EXCERPT TO READ:
----------------
Branch: 1-e-invoice-scaffold
Date: 2024-12-19
Status: ✅ Complete
This document describes the complete implementation of the e-invoice scaffold application. The scaffold provides a foundational structure for processing heterogeneous invoice formats (PDF, Excel, Images) into structured, validated data using an AI-native approach.
- ✅ Project structure with modular architecture (core, ingestion, brain, interface layers)
- ✅ PostgreSQL database with pgvector extension (via Docker Compose)
- ✅ Async SQLAlchemy 2.0 ORM with database models
- ✅ Alembic database migrations
- ✅ File-level encryption for sensitive data at rest
- ✅ Structured logging with sensitive data filtering
- ✅ SHA-256 file hashing for duplicate detection and versioning
- ✅ File discovery and type detection (PDF, Excel, CSV, Images)
- ✅ PDF processing with pypdf (Docling integration placeholder)
- ✅ Excel/CSV processing with Pandas
- ✅ Image processing placeholder (for future OCR integration)
- ✅ Processing orchestrator with error handling and encryption
- ✅ Pydantic schemas for structured invoice data
- ✅ Regex-based data extraction (vendor, invoice number, dates, amounts)
- ✅ Validation framework with extensible rules
- ✅ Mathematical validation (subtotal + tax = total)
----------------
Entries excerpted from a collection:
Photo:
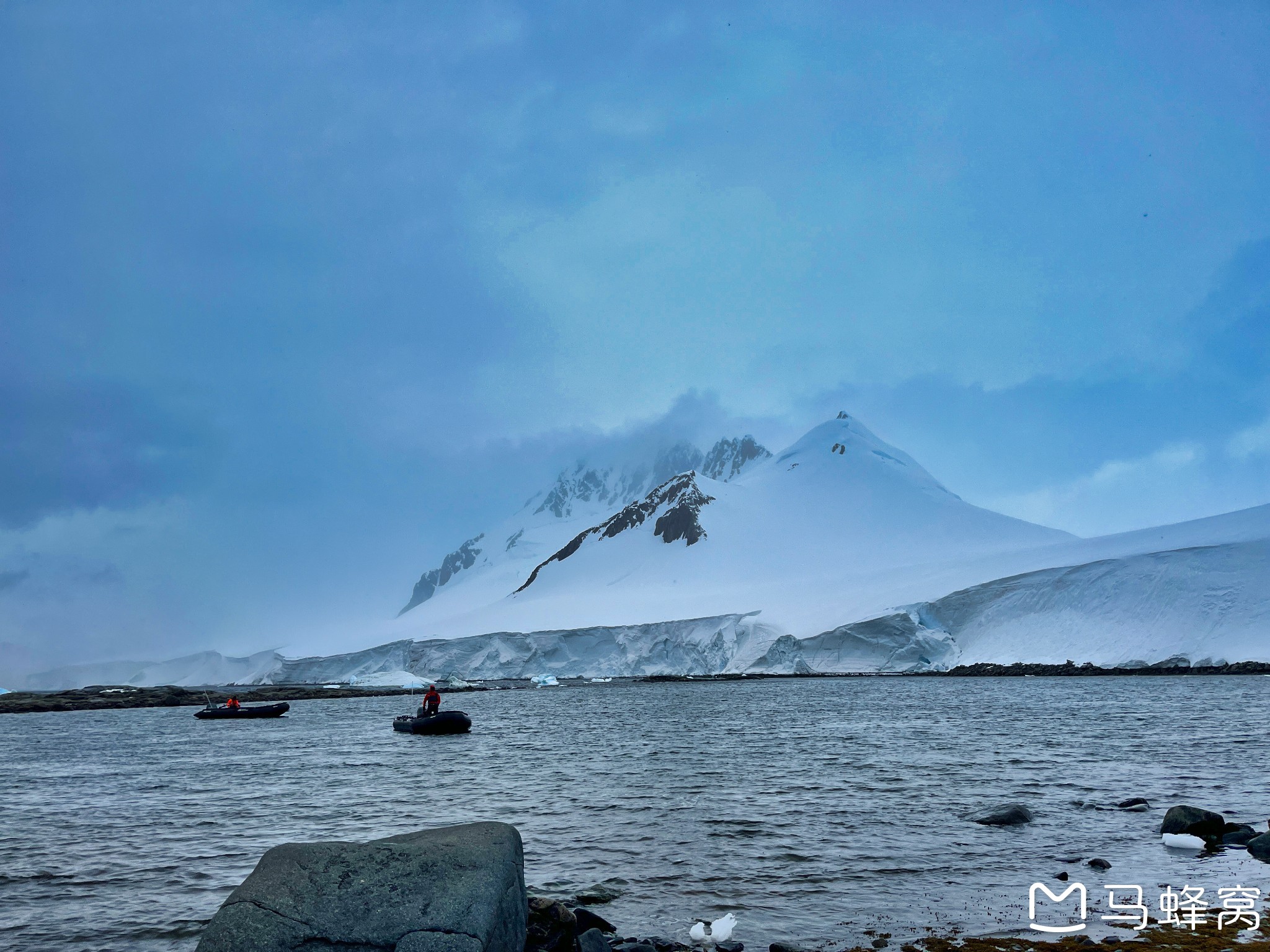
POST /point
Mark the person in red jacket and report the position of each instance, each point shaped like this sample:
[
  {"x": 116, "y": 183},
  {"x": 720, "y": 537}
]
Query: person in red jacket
[{"x": 431, "y": 701}]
----------------
EXERCISES:
a. Summarize the scaffold document in two sentences.
b. According to the scaffold document, which library handles PDF processing?
c. For each statement, say whether the scaffold document agrees, and quote the words that decide it: (i) The database runs through Docker Compose. (ii) Image processing already performs OCR. (iii) Duplicate detection relies on MD5 hashing.
The entries are separate material and are not part of the scaffold document.

SOLUTIONS:
a. The scaffold document describes the complete implementation of an e-invoice scaffold application that uses an AI-native approach to turn heterogeneous invoice formats (PDF, Excel, and images) into structured, validated data. Its components include a modular architecture, a PostgreSQL database with pgvector, async SQLAlchemy models with Alembic migrations, file-level encryption, file discovery and processing, Pydantic schemas, regex-based extraction, and a validation framework that checks that subtotal plus tax equals total.

b. pypdf

c.
(i) Yes: "PostgreSQL database with pgvector extension (via Docker Compose)"
(ii) No: "Image processing placeholder (for future OCR integration)"
(iii) No: "SHA-256 file hashing for duplicate detection and versioning"